• Set task 1
Please reproduce the part of the recycling charges thread below starting at "I realise that" and ending at "bit money grabbing?", with no change to its wording.

# Paying for recycling



## acctutor (Oct 3, 2009)

Hi all,

Our Cornwall Council has started charging at the recycling centre to dispose of hardcore, soil or plasterboard.

I can understand plasterboard, but as I understand it, firms will pay to collect soil, which can be sifted, cleaned and sold as top soil, and similarly hardcore can be sold to be regraded and then sold. Funnily enough they do not charge for metal, which is a good source of profit for the local scrappy.

Before I start to inquire about this, can anyone around the country let me know if your council charges for any recycling, as I feel the need to have words with someone.

I realise that councils have to find as many sources of money to pay for the ridiculous salaries of the managers, our Council boss earns more then Cameron, and the 100+ Councillors with all their expenses (how come we need more councillors to run Cornwall than the USA needs to run the Senate?). 

But this to me seems a bit money grabbing?

Many thanks in anticipation.

Bill & Patsy


----------



## philoaks (Sep 2, 2008)

No charges made by Bridgend County BC or the Vale of Glamorgan Council in South Wales.

Seems a very narrow minded policy to me as it will ultimately lead to increased fly tipping (which in the long term will probably cost them more than the revenue from the "official" tipping charges).

• Data for this exercise
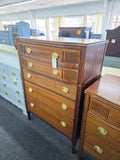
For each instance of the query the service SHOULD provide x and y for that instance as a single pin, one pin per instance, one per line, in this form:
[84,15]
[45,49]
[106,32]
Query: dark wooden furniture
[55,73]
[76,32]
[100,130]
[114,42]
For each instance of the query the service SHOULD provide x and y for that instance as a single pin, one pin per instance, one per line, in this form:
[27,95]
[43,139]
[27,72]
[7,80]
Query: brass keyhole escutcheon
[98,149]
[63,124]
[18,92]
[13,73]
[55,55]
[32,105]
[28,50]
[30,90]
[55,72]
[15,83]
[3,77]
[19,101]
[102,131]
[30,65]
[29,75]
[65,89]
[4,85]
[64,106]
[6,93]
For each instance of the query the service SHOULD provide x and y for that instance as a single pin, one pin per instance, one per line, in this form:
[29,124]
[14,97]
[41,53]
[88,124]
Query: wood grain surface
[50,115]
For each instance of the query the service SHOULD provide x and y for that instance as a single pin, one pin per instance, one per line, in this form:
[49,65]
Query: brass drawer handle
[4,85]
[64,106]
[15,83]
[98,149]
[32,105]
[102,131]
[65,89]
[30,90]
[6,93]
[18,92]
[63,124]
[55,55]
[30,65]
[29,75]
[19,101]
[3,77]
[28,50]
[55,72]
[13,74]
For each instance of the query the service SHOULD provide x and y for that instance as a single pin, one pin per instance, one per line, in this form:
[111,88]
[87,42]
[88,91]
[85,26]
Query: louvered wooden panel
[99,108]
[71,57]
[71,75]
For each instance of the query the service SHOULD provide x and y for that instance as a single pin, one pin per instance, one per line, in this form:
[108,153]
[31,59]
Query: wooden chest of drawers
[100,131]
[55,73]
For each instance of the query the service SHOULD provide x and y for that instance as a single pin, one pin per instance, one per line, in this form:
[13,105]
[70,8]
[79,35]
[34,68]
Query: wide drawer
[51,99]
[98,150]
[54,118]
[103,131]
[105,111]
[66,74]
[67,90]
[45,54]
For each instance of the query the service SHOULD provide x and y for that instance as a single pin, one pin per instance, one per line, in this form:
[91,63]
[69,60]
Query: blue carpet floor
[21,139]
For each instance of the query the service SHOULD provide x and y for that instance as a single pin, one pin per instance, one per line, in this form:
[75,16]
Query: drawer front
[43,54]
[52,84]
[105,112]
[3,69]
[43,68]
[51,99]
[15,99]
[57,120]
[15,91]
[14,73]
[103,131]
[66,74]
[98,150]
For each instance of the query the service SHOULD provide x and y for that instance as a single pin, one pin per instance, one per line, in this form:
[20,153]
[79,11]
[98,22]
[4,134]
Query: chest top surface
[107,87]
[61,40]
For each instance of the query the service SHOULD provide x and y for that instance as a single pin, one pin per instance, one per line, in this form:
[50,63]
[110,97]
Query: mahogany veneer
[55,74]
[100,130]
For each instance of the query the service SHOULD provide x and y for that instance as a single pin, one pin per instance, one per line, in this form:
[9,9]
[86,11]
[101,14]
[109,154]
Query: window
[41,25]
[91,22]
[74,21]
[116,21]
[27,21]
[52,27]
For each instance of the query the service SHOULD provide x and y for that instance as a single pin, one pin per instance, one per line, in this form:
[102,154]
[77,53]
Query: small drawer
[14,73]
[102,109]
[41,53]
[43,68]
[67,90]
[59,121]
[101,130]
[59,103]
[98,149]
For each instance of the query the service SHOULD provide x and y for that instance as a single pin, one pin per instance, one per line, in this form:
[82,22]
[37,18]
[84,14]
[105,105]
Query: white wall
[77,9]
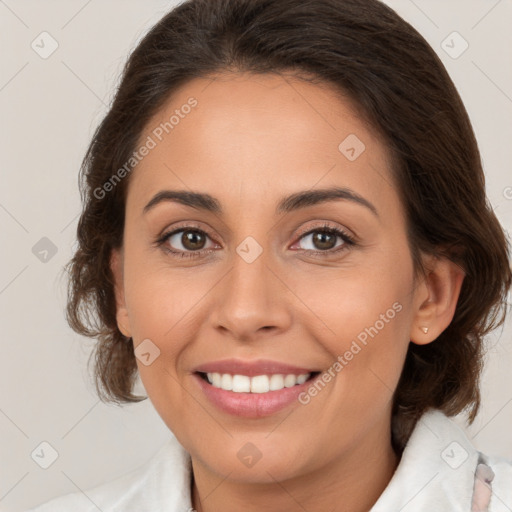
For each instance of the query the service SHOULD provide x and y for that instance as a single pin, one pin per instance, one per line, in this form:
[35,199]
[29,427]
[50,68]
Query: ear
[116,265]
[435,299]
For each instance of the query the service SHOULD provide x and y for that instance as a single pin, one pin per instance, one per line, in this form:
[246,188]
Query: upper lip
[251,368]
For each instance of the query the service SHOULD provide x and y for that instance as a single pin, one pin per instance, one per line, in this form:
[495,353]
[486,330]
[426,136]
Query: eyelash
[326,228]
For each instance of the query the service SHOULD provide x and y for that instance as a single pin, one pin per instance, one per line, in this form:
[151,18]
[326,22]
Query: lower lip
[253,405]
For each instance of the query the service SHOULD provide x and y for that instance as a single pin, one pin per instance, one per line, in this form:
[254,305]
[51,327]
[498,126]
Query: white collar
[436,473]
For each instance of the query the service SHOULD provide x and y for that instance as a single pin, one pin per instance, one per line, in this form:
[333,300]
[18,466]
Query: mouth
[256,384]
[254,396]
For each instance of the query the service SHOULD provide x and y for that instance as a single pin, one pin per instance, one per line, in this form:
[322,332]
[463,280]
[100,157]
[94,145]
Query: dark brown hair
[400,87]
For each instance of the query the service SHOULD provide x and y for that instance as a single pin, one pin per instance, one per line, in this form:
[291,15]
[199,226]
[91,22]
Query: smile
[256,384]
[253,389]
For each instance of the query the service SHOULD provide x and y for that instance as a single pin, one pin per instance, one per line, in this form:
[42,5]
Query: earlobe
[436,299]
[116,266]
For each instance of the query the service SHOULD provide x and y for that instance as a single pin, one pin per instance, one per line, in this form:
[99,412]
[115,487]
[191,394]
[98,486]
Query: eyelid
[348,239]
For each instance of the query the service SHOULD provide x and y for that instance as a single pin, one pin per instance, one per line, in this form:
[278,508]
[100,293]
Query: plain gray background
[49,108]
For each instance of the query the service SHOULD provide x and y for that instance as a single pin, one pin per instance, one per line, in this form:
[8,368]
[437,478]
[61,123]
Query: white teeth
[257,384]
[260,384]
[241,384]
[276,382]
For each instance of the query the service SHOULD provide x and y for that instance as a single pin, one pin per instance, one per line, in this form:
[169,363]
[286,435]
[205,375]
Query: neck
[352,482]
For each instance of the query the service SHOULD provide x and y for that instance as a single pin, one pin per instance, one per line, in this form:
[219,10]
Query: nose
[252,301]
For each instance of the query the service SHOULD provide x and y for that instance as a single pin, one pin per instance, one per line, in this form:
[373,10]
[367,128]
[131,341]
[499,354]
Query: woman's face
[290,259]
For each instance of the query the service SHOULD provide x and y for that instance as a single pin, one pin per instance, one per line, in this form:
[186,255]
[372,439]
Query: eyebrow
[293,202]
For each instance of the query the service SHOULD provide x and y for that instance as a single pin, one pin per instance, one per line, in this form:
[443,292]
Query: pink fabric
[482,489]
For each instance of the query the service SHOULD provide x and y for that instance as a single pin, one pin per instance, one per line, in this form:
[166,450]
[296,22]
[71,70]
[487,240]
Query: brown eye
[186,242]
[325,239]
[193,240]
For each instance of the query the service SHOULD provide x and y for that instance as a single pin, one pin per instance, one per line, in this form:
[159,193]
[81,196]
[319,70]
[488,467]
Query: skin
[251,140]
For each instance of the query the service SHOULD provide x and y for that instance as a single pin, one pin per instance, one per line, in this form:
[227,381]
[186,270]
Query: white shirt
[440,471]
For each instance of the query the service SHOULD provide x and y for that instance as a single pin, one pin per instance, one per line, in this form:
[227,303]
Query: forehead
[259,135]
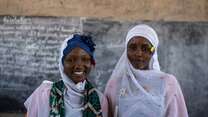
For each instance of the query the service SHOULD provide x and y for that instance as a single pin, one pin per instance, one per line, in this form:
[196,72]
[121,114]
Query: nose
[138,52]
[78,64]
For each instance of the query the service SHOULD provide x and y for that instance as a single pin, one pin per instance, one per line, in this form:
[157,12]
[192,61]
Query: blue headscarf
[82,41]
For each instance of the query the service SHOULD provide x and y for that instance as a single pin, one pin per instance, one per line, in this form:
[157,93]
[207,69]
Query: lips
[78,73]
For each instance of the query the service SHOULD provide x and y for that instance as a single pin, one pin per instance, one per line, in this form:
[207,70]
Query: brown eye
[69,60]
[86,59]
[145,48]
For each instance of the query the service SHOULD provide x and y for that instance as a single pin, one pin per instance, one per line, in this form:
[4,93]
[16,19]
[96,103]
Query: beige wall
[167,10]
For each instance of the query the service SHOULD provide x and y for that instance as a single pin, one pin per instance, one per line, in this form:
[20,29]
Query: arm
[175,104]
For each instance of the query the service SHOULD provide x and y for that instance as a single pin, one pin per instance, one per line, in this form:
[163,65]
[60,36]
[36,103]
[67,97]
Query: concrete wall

• Set task 2
Report each line of the entries above that contains the string "chest", matching case exactly.

• Expected output 1
I realise that councils have to find as many sources of money to pay for the ridiculous salaries of the managers, our Council boss earns more then Cameron, and the 100+ Councillors with all their expenses (how come we need more councillors to run Cornwall than the USA needs to run the Senate?). 

But this to me seems a bit money grabbing?

• Expected output 2
Query: wooden chest of drawers
Query: chest top surface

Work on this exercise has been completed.